[Items from a data source]

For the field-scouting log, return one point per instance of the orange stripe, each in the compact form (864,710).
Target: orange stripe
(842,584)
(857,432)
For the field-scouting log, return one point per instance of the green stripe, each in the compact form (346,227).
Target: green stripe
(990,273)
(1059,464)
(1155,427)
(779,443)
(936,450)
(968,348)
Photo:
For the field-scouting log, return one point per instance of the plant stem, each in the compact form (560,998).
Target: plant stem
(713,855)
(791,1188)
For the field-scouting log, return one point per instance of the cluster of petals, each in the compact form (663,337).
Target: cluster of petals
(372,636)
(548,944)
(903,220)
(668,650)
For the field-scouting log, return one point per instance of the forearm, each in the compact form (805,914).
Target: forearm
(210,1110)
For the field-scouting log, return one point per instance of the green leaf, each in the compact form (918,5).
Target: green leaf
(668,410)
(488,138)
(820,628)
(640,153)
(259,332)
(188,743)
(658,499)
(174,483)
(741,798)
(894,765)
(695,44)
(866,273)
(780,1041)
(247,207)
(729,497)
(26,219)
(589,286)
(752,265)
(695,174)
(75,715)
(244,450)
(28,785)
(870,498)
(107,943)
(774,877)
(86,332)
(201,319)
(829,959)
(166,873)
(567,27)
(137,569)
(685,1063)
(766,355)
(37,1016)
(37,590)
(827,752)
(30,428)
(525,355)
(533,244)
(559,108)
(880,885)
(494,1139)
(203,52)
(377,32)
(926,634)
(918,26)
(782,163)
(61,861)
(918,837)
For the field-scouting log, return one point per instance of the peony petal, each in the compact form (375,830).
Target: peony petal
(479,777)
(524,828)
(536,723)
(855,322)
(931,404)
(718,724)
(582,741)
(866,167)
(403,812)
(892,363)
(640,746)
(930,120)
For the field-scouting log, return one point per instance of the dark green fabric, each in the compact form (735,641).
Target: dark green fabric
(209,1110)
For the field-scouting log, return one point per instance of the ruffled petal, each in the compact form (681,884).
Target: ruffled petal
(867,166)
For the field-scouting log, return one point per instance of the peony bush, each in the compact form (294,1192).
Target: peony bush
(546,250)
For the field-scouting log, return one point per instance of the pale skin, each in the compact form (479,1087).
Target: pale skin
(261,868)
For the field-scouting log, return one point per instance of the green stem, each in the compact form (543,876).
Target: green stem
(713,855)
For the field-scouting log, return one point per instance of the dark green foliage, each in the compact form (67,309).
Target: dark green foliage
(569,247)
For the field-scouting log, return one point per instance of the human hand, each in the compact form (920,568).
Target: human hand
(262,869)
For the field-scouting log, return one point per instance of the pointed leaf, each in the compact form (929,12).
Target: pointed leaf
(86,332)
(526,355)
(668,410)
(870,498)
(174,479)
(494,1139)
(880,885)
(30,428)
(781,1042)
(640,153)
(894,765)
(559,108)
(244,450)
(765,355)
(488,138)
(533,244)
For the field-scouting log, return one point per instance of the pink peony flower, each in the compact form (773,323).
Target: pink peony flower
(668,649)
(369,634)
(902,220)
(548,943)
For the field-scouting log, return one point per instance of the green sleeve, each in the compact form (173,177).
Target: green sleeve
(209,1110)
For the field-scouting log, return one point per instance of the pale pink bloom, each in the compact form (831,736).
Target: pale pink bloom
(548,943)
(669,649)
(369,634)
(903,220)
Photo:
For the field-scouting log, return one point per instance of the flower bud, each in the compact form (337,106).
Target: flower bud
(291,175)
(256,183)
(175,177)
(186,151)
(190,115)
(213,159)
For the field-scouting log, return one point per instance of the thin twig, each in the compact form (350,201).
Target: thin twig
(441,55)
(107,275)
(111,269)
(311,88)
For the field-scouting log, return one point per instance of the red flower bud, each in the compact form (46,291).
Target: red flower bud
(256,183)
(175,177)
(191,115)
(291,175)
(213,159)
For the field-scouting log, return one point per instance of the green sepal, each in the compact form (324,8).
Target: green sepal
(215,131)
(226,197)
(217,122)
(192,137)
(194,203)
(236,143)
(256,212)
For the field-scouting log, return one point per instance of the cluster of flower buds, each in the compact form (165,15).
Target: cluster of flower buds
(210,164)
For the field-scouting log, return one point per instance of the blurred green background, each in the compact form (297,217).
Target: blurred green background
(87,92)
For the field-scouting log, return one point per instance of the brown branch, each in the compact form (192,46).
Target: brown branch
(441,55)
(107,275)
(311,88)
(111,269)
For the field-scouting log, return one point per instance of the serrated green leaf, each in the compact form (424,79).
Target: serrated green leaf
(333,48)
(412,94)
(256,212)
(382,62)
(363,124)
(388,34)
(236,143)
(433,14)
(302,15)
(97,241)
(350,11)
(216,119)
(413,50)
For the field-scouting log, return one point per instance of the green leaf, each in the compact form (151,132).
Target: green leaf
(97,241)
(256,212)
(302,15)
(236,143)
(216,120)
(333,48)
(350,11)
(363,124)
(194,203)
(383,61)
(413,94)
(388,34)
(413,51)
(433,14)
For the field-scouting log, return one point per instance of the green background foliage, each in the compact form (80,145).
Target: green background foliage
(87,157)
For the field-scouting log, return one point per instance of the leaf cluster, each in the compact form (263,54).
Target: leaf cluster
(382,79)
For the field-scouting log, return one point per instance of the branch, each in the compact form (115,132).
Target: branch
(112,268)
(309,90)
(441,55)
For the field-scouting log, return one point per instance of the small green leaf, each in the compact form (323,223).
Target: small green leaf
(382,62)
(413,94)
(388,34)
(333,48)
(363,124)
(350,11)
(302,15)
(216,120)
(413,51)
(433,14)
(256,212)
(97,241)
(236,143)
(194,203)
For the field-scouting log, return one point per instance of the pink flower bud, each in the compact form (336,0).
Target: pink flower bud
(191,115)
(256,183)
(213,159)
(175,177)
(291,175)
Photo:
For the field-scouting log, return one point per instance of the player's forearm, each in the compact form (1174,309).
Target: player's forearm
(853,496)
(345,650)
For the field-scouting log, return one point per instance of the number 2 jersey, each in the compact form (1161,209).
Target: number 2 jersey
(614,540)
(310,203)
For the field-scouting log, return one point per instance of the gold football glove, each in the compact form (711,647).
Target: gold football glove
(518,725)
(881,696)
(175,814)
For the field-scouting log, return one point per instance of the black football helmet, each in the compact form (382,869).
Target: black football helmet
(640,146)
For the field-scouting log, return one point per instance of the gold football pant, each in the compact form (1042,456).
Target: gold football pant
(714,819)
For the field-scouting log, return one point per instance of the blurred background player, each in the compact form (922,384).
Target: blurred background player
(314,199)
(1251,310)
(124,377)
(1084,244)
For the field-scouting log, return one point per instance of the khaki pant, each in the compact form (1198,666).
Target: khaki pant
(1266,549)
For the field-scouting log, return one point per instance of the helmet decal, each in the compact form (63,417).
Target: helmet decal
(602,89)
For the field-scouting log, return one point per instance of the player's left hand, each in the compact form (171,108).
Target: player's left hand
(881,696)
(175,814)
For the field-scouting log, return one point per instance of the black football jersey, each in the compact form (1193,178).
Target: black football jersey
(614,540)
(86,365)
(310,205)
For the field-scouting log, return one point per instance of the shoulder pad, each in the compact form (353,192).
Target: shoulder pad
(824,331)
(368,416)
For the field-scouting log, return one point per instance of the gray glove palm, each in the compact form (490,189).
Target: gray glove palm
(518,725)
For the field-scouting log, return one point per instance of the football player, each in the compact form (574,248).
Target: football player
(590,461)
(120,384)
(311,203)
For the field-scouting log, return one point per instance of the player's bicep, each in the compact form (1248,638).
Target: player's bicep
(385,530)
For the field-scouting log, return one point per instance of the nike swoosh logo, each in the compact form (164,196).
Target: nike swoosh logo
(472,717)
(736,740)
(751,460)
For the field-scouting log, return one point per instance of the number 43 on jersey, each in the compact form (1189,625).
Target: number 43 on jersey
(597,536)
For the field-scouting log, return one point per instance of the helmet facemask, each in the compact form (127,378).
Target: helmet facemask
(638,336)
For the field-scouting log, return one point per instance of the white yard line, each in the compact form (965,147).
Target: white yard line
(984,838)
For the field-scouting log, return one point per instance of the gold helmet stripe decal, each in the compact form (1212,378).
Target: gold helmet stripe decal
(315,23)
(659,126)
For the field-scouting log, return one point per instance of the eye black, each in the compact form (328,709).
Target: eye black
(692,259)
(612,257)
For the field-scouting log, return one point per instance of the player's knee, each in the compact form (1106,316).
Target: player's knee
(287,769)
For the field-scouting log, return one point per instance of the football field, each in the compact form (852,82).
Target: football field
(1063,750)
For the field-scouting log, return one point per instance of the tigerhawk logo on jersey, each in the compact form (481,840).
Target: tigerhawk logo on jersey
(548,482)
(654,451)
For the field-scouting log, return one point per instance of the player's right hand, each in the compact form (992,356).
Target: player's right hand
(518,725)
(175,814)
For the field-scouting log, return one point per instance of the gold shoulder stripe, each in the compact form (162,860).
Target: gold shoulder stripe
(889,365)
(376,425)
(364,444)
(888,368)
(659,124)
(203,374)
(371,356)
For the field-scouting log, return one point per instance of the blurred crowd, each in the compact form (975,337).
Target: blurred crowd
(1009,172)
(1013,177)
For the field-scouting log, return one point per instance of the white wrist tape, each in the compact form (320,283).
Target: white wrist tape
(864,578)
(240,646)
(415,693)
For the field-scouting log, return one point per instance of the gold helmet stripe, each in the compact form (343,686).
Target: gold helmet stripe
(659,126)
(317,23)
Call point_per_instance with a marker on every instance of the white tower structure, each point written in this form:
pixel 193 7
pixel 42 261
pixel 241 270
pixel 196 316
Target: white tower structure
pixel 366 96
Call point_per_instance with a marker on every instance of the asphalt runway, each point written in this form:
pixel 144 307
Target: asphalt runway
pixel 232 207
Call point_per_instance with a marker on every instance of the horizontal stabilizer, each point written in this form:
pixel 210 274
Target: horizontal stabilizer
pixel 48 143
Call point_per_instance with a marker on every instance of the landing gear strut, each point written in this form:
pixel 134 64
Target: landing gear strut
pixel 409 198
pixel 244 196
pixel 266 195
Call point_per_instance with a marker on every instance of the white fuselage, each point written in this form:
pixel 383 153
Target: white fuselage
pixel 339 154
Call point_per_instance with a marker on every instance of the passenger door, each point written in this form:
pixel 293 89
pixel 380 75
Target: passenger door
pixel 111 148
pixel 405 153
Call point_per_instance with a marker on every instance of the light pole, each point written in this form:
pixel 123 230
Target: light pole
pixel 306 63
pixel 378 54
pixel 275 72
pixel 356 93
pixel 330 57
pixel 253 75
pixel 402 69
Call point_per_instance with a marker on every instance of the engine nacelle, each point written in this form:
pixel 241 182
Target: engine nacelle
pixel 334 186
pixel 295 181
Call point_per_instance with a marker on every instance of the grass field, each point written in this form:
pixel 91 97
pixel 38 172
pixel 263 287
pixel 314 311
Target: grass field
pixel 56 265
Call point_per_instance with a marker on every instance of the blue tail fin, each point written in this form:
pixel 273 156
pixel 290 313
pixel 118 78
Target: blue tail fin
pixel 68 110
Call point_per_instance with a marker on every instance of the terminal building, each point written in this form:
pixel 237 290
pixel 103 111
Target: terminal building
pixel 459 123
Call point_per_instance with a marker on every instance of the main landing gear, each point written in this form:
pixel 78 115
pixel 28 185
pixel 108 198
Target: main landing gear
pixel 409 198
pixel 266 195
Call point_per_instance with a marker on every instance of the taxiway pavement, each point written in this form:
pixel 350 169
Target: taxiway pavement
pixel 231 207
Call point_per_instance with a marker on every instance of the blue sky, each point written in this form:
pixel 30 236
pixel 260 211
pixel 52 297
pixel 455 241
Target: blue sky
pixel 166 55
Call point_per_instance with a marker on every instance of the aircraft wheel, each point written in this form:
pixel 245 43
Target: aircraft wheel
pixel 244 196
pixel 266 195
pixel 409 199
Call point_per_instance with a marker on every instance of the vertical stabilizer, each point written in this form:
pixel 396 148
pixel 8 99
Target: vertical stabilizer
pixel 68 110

*WORK INSTRUCTION:*
Restate word for word the lines of the data above, starting at the line containing "Target: blue tail fin" and ending at the line containing "pixel 108 198", both included, and nothing more.

*OUTPUT FOR THIS EXERCISE:*
Target: blue tail fin
pixel 68 110
Call point_per_instance with a marker on every instance of the terminal building, each point written in this form:
pixel 237 290
pixel 103 111
Target: terminal building
pixel 459 123
Call point_per_instance with a marker on every instance of the main landing gear, each point written in this form:
pixel 78 115
pixel 28 185
pixel 108 198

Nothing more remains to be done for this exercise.